• [Exercise input]:
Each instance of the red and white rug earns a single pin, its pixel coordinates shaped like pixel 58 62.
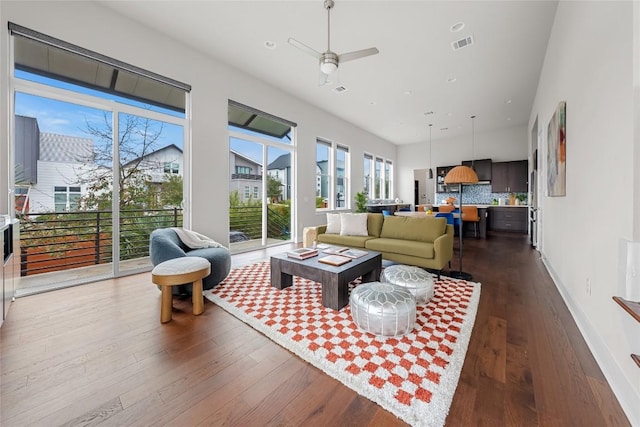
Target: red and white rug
pixel 413 377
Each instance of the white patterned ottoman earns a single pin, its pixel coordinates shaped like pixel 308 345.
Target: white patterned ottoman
pixel 415 279
pixel 383 309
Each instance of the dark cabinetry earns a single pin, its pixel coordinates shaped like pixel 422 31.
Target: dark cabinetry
pixel 509 177
pixel 508 219
pixel 441 187
pixel 482 168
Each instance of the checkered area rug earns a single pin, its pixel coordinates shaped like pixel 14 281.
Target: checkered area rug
pixel 413 377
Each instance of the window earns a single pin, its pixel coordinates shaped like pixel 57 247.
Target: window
pixel 342 177
pixel 368 174
pixel 323 152
pixel 378 180
pixel 172 167
pixel 378 177
pixel 332 175
pixel 388 174
pixel 66 198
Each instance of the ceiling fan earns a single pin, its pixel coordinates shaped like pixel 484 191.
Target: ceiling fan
pixel 329 60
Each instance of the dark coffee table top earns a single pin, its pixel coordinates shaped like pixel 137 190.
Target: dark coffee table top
pixel 314 261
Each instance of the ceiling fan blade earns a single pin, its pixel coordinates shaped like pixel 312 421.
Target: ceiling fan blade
pixel 350 56
pixel 303 47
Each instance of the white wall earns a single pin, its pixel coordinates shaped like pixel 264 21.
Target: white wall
pixel 499 146
pixel 94 27
pixel 589 64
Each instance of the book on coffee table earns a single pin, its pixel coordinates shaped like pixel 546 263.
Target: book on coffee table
pixel 335 260
pixel 302 253
pixel 335 250
pixel 353 253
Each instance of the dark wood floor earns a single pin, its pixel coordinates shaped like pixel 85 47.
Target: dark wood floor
pixel 97 354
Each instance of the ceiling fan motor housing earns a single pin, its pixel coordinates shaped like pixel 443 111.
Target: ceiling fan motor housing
pixel 328 62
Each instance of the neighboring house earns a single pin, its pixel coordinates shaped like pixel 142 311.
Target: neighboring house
pixel 322 184
pixel 246 176
pixel 48 168
pixel 280 169
pixel 159 163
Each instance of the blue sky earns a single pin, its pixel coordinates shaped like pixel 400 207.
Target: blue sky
pixel 71 119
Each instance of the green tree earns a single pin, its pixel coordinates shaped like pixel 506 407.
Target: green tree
pixel 274 189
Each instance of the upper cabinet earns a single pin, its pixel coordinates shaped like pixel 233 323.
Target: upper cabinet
pixel 510 177
pixel 441 187
pixel 482 168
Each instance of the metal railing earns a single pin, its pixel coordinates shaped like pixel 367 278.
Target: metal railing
pixel 66 240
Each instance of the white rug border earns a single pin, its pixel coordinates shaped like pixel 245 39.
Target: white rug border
pixel 448 382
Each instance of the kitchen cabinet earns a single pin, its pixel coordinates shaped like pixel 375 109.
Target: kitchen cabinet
pixel 441 187
pixel 510 177
pixel 482 168
pixel 508 219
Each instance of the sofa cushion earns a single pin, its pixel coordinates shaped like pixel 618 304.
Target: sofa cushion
pixel 402 247
pixel 336 239
pixel 353 224
pixel 408 228
pixel 374 224
pixel 333 224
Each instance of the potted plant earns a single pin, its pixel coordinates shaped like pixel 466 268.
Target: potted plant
pixel 361 201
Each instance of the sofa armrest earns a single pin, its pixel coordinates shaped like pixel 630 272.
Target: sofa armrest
pixel 443 247
pixel 309 234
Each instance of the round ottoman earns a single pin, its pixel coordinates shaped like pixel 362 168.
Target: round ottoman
pixel 383 309
pixel 415 279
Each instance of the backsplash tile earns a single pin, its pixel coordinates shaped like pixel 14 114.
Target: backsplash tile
pixel 478 193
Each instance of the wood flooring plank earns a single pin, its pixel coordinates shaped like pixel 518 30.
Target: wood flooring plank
pixel 97 354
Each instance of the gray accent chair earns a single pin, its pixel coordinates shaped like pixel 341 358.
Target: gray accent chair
pixel 164 244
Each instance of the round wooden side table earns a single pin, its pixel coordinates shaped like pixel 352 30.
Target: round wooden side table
pixel 179 271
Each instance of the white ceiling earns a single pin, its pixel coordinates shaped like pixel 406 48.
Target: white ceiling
pixel 387 94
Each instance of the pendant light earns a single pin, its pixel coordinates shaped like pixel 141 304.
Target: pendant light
pixel 430 169
pixel 462 175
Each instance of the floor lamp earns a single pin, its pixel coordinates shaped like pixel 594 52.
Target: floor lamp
pixel 461 175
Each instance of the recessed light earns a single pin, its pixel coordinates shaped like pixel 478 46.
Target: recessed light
pixel 457 27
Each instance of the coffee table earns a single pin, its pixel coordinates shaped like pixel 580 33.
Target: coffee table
pixel 334 279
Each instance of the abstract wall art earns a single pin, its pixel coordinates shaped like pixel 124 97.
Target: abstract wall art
pixel 557 152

• [Problem statement]:
Pictures are not part of the copy. Restate everything else in the listing word for word.

• [Solved exercise]:
Each instance of the red and white rug earns a single pin, its pixel coordinates shaped like pixel 58 62.
Target: red and white rug
pixel 413 377
Each instance of the white patterned ottoman earns a single pin, its pixel coordinates shaped like pixel 308 345.
Target: white patterned ottoman
pixel 415 279
pixel 383 309
Each instance of the dark cabinetry earns a single pin, its pixel coordinates shaped like pixel 422 31.
Target: dark cabinetry
pixel 509 177
pixel 508 219
pixel 441 187
pixel 482 168
Each instance of the checkered area rug earns a single pin, its pixel coordinates shaped like pixel 14 281.
Target: checkered area rug
pixel 413 377
Each instance of the window earns a single pin, its pixel coordinates shaped like pixel 57 247.
Target: window
pixel 342 177
pixel 368 174
pixel 323 152
pixel 378 180
pixel 172 167
pixel 378 177
pixel 332 175
pixel 388 174
pixel 66 198
Each instance of the ceiling fan earns a single pin, its pixel coordinates shaped like pixel 484 191.
Target: ceiling fan
pixel 329 60
Each instance of the dark coffee table top earns a single pin, its pixel coordinates shaped like pixel 137 190.
Target: dark coffee table top
pixel 314 261
Each instance of the ceiling fan blade earns a single pin, its pixel coordinates shaped like pixel 312 421.
Target: ceiling fan blade
pixel 350 56
pixel 303 47
Each instance of the white wall earns a single pin, its pixel coordinates shaped like pixel 264 21.
Target: white wall
pixel 499 146
pixel 94 27
pixel 589 64
Each instance of the book on coffee table earns a single pin, its pixel coordinates shaped like pixel 546 263.
Target: book on coffee table
pixel 335 260
pixel 302 253
pixel 335 250
pixel 353 253
Each instance of the dark wood floor earns a single pin, its pixel coordinates shaped like pixel 85 47.
Target: dark wood floor
pixel 97 354
Each instance of the ceiling fan motor housing earns a single pin, its pixel coordinates shaped like pixel 443 111.
Target: ceiling fan motor housing
pixel 328 62
Each instance of the neighboring house earns a single pin, its pixel coordinates shaped like pixel 142 311.
Target: neighboring house
pixel 322 184
pixel 246 176
pixel 48 168
pixel 280 169
pixel 159 163
Each instance of the blue sky earns a single pin, its pixel coordinates shaped like pixel 400 207.
Target: blue sky
pixel 71 119
Each instance of the green tree earns a single pin, its pixel coordinates shaped like pixel 506 407.
Target: green tree
pixel 274 189
Each instance of the upper cabinet earns a single pin, its pixel coordinates shaped like pixel 233 323.
Target: upper cabinet
pixel 510 177
pixel 441 187
pixel 482 168
Each instance of the metal railing earns a single pin, its pixel coordinates shaped like pixel 367 278.
Target: metal railing
pixel 66 240
Each instance of the white rug border earns a single pin, its pixel coordinates shaped like pixel 245 39.
Target: white rug border
pixel 448 382
Each instance of the kitchen cabinet earns a single pin, its pixel coordinates shaped like pixel 375 109.
Target: kitchen cabinet
pixel 441 187
pixel 510 177
pixel 482 168
pixel 508 219
Each instance of the sofa cushion earns a single pin, its pixel coordinates shaped like pixel 618 304.
Target: sofa cushion
pixel 402 247
pixel 336 239
pixel 353 224
pixel 408 228
pixel 374 224
pixel 333 224
Each instance of the potted plant earns a single pin, its pixel coordinates shaped like pixel 466 268.
Target: potted plant
pixel 361 201
Each instance of the sofa armrest earns a single pin, its pixel coordinates shaped like pixel 630 272.
Target: sofa armrest
pixel 443 247
pixel 309 234
Each instance of the round ottoman earns a single pin, its pixel coordinates shaped like pixel 362 168.
Target: round ottoman
pixel 383 309
pixel 415 279
Each instance of the backsplash tile earns a single pin, its pixel coordinates shaped like pixel 14 114.
Target: backsplash tile
pixel 478 193
Each instance of the wood flooring plank earns a single pin, its pixel coordinates shaped like pixel 518 30.
Target: wood flooring plank
pixel 97 354
Each instance of the gray accent chair earns a single pin, its pixel coordinates shaped like pixel 341 358.
Target: gray accent chair
pixel 164 244
Each instance of the round wooden side table earns a single pin, its pixel coordinates shaped like pixel 352 30.
Target: round wooden side table
pixel 179 271
Each instance of the white ceiling earns a single pin, its pixel coordinates shaped like pixel 406 48.
Target: white ceiling
pixel 387 94
Each instance of the pendant light earns a single pin, its pixel coordinates shaped like pixel 141 304.
Target: pendant light
pixel 430 169
pixel 462 175
Each instance of the floor lamp earns a single pin, its pixel coordinates shaped like pixel 594 52.
Target: floor lamp
pixel 461 175
Each instance of the recessed light earns a single pin, its pixel coordinates shaped like pixel 478 46.
Target: recessed light
pixel 457 27
Each instance of the coffee table earns a single pin, its pixel coordinates shaped like pixel 580 33.
Target: coffee table
pixel 334 279
Each instance of the abstract wall art earns a single pin, its pixel coordinates shaped like pixel 124 97.
Target: abstract wall art
pixel 557 152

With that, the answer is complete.